## Instructions for the task
Across the entries, count the lines that include "clicks" and report only that number.

━━ Dataset records ━━

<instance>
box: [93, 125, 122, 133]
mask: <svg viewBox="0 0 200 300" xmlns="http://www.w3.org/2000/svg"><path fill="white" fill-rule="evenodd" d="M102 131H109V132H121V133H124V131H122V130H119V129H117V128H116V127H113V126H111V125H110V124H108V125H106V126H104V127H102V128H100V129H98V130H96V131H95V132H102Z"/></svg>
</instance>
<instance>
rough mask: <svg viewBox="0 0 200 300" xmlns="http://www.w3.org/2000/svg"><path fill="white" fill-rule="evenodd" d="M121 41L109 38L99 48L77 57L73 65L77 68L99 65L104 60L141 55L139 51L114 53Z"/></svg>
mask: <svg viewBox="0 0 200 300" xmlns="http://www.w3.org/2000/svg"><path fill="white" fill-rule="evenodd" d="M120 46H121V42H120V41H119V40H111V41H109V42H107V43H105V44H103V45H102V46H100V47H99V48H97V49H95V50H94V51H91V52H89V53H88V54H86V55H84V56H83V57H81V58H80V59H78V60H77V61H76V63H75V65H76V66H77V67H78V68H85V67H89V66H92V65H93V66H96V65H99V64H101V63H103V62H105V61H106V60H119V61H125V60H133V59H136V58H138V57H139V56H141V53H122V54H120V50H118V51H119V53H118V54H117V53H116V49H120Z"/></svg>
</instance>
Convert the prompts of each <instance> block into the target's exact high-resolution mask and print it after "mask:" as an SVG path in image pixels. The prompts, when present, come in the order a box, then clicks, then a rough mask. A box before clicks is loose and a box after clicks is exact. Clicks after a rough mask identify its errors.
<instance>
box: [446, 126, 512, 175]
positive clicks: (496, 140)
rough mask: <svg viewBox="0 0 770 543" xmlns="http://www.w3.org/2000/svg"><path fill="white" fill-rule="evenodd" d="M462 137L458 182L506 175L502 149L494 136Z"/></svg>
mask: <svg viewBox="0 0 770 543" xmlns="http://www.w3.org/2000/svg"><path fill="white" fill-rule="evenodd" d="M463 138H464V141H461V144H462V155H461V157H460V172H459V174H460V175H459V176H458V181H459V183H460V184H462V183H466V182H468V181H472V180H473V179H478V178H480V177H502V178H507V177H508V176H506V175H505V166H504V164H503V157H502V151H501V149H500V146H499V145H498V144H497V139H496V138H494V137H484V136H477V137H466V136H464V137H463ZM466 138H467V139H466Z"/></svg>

━━━

## Answer for this exercise
2